> Text extract:
-*-

Dave, I'm sure I read the 24 million figure in whatever news release I read at the time of the sale. It may even have been the same release where Tom said selling was "the best way to grow the company."


----------



## A Taylor

Playing Mantis was sold for around $17 Million.


----------



## Steve CultTVman Iverson

19.5 million if you include the 2.5 million in RC2 stock

http://findarticles.com/p/articles/mi_hb3128/is_200407/ai_n7849582

Steve


----------



## Mark McGovern

*Looky what I found!*

I tried Googling "Round Twp Corp." courtesy of Mr. Metzner and found Tom Lowe's new web site: http://www.round2corp.com/ Fun stuff but, sadly, no model kits. Looks like John's right about Tom's interest in producing new kits.

Mark McG.


----------



## Steve CultTVman Iverson

I had a conversation with Tom Lowe at iHobbyExpo and he is very much interested in producing model kits again. We just have to wait and see what he puts together. 

Steve


----------



## Zorro

Mark McGovern said:


> I tried Googling "Round Twp Corp." courtesy of Mr. Metzner and found Tom Lowe's new web site: http://www.round2corp.com/ Fun stuff but, sadly, no model kits. Looks like John's right about Tom's interest in producing new kits.
> 
> Mark McG.


Tom Lowe makes candles?


----------



## Ravenauthor

Mark McGovern said:


> I tried Googling "Round Twp Corp." courtesy of Mr. Metzner and found Tom Lowe's new web site: http://www.round2corp.com/ Fun stuff but, sadly, no model kits. Looks like John's right about Tom's interest in producing new kits.
> 
> Mark McG.


But if you go to his autoworldslotcars.com site, two model kits have been announced. Both of them cars, though.


----------



## Mark McGovern

Zorro said:


> Tom Lowe makes candles?


Eh?

Mark McG.


----------



## Zorro

Mark McGovern said:


> Eh?
> 
> Mark McG.


The Round 2 site promotes candles along with slot cars and "holiday classics".


----------



## Steve244

Sure. slot cars, some candles. Little wine. Perfect date.


----------



## John P

Steve CultTVman Iverson said:


> I had a conversation with Tom Lowe at iHobbyExpo and he is very much interested in producing model kits again. We just have to wait and see what he puts together.
> 
> Steve


 That's good news!

I'd also read he had a deal with RC2 that he wouldn't produce any product that's in direct competition with them. I'm guessing that was aimed specifically at die cast. Now that they're out of the plastic kit business, maybe that opens a door.


----------



## MonsterModelMan

John P said:


> That's good news!
> 
> I'd also read he had a deal with RC2 that he wouldn't produce any product that's in direct competition with them. I'm guessing that was aimed specifically at die cast. Now that they're out of the plastic kit business, maybe that opens a door.


There may also have been a stipulation in his contract that he wouldn't produce anything competitive for a specific period of time...I would think for some amount of years. He would have never signed anything that would have stated indefinately.


----------



## Dave Hussey

So far the stuff I've seen from Moebius is better than I could have ever expected from Tom Lowe. And back in the day, I believe that Mr. Lowe had access to much better financing and the like.

-*-

Listing excerpted from a collection
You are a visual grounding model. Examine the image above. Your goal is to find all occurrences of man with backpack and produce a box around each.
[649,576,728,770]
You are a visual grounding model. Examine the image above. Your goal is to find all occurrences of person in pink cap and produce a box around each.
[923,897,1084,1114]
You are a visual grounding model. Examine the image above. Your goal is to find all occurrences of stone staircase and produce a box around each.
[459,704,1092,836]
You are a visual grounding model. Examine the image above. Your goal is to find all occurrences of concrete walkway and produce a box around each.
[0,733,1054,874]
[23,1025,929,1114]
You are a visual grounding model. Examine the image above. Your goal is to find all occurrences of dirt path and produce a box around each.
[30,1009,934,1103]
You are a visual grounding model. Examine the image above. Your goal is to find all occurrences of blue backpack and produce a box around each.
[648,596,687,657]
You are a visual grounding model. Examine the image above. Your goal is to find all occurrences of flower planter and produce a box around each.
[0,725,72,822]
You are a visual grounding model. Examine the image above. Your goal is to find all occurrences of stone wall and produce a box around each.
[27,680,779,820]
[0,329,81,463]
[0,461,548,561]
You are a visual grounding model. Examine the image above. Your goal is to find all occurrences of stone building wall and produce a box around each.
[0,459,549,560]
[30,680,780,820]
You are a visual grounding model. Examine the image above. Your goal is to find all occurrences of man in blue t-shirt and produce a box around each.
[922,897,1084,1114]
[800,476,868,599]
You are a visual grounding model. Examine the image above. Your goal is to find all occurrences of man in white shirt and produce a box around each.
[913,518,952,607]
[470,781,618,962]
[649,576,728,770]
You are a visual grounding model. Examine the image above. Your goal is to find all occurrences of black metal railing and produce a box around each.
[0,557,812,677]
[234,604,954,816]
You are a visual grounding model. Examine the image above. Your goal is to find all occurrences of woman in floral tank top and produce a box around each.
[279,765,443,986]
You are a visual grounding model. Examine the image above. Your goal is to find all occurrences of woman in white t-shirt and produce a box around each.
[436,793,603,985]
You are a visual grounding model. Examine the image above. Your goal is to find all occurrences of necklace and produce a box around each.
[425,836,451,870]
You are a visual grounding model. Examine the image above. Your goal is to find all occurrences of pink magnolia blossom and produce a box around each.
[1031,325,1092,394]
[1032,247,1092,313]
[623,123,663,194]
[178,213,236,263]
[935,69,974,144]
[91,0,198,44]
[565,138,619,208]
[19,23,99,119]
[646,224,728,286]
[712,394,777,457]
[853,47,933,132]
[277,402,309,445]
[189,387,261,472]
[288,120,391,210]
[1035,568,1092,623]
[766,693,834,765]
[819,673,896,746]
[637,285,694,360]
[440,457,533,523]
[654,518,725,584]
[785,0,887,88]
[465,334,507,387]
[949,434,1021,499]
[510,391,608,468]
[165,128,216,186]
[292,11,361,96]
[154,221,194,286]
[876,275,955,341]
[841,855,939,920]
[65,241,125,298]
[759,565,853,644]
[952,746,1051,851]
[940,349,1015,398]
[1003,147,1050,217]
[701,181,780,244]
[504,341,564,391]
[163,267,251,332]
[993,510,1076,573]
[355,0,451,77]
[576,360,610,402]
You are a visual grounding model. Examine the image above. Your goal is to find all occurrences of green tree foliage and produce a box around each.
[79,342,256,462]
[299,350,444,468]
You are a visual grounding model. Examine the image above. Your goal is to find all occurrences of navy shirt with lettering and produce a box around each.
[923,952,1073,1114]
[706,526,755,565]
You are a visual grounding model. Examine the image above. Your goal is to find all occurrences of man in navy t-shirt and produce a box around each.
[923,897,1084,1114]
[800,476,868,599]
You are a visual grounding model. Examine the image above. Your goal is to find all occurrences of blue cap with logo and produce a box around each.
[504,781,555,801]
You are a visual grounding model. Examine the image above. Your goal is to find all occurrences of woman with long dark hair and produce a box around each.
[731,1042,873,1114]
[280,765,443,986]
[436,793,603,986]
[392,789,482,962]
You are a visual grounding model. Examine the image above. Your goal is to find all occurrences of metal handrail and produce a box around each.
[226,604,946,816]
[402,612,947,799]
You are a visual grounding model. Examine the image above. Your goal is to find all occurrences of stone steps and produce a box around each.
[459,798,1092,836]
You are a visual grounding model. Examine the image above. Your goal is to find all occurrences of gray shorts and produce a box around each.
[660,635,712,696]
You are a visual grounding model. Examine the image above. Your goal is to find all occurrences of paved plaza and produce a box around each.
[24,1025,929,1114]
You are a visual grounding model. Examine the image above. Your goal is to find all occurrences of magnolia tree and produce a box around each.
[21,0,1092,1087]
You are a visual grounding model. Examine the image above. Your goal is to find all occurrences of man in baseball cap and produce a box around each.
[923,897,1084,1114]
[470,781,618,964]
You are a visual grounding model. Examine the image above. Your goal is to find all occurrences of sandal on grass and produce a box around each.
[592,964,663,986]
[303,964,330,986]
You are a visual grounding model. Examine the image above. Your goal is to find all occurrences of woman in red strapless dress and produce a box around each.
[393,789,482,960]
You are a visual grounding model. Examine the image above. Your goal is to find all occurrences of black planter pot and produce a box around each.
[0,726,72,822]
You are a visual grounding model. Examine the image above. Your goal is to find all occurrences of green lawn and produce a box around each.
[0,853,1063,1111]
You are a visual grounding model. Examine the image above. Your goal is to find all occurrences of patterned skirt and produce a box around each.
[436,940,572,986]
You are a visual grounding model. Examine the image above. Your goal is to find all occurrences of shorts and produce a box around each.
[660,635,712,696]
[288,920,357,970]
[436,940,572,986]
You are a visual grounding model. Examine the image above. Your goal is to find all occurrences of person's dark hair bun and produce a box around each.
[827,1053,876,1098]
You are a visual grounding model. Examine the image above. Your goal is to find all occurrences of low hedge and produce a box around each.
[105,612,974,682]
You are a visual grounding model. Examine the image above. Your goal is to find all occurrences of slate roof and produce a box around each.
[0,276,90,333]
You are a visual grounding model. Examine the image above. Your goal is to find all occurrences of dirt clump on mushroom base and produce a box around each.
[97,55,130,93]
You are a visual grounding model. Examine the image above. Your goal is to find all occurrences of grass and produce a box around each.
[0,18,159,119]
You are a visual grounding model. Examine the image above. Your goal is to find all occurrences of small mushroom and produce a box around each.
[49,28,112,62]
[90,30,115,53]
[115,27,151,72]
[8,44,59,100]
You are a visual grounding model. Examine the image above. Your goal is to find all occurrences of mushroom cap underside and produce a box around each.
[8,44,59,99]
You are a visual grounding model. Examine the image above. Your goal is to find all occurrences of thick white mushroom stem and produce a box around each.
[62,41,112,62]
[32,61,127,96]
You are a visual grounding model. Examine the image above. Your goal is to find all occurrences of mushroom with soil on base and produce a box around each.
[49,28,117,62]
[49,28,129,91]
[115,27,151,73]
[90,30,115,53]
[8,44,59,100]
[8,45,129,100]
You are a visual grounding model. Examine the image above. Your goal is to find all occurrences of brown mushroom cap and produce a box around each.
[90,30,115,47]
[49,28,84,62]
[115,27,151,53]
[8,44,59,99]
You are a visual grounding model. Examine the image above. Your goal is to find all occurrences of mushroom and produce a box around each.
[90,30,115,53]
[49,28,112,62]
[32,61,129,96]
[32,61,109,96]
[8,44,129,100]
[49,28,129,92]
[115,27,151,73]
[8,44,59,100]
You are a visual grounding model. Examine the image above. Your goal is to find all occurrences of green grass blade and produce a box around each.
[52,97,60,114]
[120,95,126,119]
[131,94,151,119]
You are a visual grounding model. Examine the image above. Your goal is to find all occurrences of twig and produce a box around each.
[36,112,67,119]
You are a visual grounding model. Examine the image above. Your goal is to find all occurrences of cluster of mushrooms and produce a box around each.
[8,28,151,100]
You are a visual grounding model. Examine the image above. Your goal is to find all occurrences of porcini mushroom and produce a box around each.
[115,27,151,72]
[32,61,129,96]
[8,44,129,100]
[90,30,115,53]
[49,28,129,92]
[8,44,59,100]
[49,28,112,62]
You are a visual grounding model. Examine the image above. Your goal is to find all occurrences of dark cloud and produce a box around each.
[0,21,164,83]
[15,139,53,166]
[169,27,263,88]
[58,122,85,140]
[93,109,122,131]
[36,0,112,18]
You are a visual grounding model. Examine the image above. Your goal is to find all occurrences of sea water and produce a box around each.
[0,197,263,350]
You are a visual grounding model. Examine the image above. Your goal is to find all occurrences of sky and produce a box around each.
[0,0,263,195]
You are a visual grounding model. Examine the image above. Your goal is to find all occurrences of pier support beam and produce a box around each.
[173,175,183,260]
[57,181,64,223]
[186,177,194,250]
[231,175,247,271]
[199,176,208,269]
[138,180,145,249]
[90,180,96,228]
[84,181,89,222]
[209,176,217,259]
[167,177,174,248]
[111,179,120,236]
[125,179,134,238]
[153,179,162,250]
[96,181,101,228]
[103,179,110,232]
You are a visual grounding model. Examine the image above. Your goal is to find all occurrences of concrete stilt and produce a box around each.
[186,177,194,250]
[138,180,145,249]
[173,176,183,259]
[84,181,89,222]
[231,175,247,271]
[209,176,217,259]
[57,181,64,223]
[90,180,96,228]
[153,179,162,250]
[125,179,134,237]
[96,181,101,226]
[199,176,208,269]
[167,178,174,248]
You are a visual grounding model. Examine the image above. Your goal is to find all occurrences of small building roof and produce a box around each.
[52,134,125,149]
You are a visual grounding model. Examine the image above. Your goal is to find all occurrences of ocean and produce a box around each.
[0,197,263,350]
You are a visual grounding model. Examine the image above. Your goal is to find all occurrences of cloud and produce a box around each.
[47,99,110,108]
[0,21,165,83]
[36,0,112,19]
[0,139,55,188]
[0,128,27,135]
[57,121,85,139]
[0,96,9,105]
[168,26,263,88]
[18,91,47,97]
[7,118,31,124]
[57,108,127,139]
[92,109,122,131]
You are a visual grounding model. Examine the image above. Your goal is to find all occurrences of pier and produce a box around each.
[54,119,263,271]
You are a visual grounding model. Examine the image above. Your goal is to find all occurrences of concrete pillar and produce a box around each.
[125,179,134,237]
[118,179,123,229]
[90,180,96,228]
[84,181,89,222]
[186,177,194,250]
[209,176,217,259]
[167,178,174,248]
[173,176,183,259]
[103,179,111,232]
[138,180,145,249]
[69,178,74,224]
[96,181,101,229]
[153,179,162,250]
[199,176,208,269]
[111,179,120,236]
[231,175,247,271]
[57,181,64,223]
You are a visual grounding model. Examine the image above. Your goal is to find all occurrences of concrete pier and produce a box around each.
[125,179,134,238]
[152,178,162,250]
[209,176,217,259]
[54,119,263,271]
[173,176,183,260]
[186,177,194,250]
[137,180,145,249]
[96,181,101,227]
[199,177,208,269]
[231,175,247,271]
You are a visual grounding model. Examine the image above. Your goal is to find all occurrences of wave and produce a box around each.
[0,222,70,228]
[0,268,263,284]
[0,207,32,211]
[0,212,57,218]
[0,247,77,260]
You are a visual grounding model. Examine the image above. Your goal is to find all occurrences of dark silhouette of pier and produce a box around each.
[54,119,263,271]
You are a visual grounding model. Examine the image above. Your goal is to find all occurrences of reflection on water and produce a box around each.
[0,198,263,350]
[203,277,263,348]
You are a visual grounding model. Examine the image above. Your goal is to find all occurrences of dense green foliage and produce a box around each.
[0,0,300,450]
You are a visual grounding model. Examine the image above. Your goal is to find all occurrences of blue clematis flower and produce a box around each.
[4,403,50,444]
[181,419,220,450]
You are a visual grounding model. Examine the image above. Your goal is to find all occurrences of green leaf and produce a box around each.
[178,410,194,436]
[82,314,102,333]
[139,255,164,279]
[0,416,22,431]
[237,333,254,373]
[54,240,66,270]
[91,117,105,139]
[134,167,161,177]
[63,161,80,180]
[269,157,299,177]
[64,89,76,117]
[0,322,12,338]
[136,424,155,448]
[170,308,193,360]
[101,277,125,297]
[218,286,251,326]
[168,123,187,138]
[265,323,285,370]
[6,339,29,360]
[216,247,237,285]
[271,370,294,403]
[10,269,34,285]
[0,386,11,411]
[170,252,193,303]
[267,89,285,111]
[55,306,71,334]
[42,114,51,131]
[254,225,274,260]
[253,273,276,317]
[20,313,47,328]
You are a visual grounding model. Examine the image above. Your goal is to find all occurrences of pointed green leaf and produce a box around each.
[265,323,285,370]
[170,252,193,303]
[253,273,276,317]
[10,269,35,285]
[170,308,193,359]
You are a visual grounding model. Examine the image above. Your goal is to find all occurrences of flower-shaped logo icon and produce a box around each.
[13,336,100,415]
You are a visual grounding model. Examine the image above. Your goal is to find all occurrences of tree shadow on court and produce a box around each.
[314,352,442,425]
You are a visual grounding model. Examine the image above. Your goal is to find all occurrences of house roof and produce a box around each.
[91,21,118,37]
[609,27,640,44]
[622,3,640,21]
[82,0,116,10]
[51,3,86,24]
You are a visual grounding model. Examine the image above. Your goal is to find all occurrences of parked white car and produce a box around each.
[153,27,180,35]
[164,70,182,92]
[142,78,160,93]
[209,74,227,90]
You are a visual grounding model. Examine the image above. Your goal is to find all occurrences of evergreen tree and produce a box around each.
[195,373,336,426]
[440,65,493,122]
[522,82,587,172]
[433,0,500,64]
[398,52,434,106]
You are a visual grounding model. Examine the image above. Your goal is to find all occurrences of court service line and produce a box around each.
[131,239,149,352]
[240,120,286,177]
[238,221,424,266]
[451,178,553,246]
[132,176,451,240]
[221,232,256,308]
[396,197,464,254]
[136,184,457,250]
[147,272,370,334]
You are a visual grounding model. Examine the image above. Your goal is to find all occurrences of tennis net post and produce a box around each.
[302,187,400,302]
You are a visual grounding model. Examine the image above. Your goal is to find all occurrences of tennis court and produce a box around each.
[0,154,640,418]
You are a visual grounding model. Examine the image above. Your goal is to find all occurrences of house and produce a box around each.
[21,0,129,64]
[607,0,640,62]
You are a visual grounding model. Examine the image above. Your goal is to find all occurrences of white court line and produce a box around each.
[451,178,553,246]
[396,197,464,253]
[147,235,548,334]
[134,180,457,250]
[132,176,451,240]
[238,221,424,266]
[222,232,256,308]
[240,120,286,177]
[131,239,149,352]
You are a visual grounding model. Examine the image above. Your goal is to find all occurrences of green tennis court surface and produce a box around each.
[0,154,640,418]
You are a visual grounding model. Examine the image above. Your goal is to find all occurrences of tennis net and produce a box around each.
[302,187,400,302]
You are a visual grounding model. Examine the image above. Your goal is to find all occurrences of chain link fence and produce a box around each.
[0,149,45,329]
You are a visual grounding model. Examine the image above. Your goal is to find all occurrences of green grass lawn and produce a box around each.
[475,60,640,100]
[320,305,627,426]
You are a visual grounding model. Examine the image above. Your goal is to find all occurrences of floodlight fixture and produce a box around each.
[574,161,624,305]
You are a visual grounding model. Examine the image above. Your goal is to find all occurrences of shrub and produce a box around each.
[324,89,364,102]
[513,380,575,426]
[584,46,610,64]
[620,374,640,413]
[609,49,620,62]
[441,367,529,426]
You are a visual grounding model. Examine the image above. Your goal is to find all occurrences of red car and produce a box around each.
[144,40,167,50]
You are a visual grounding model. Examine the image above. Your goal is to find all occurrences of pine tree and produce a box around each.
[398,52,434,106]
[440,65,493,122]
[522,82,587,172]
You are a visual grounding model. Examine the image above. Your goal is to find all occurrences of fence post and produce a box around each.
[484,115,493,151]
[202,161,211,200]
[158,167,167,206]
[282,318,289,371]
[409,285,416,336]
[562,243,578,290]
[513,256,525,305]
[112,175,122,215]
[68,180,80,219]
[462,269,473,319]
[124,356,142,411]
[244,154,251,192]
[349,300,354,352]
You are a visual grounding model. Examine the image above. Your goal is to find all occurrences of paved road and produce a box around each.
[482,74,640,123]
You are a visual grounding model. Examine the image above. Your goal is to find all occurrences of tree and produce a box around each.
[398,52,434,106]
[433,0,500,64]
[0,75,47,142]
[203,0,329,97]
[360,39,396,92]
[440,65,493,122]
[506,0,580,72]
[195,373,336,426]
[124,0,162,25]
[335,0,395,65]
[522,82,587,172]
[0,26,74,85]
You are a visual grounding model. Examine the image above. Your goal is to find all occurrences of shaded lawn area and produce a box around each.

-*-

> Set problem 1: Pick out each line of the listing that contains the string "pier" and copy it. Case counts.
> Set problem 2: Carry on the forum thread about Tom Lowe and model kits from the point where it stops.
The forum thread and the listing come from separate sources.

> Final result 1:
You are a visual grounding model. Examine the image above. Your goal is to find all occurrences of pier support beam and produce a box around each.
You are a visual grounding model. Examine the image above. Your goal is to find all occurrences of pier and produce a box around each.
You are a visual grounding model. Examine the image above. Your goal is to find all occurrences of concrete pier and produce a box around each.
You are a visual grounding model. Examine the image above. Your goal is to find all occurrences of dark silhouette of pier and produce a box around each.

> Final result 2:
So, in terms of Mr. Lowe geting back into the model business, thanks, but no thanks. I'm more than satisfied with what Moebius and Monarch are doing. ANd besides, the niche market for this type of product is only so big. I dunno if it could sustain three styrene companies making sci fi and monster subjects. there is a potential disaster in there I fear....

Huzz


----------



## the Dabbler

Steve244 said:


> Sure. slot cars, some candles. Little wine. Perfect date.


Hey, maybe it'll be candles of monster figures ?? nya ha ha ...


----------



## The Batman

Dave Hussey said:


> So far the stuff I've seen from Moebius is better than I could have ever expected from Tom Lowe. And back in the day, I believe that Mr. Lowe had access to much better financing and the like.
> 
> So, in terms of Mr. Lowe geting back into the model business, thanks, but no thanks. I'm more than satisfied with what Moebius and Monarch are doing. ANd besides, the niche market for this type of product is only so big. I dunno if it could sustain three styrene companies making sci fi and monster subjects. there is a potential disaster in there I fear....
> 
> Huzz


Unless... a _partnership_ could be formed....

- GJS


----------



## Dave Hussey

In view of Mr. Lowe's history of building up a business only to sell it for profit, I think any potential partners would be very wary of that.

And I still have yet to see any plausible explanation as to why all of Playing Mantis was sold to RC2. Certainly it would have been possible to exclude the Polar Lights division from that sale. But oddly enough, that was not done.

Huzz


----------



## beck

i feel pretty sure that if TL gets back into producing models it'll be cars . 
Like Huzz , i'm happy with what Moebius and Monarch are doing . 
hb


----------



## Mark McGovern

Zorro said:


> The Round 2 site promotes candles along with slot cars and "holiday classics".


Oh, ah. Didn't get that far in searching the site.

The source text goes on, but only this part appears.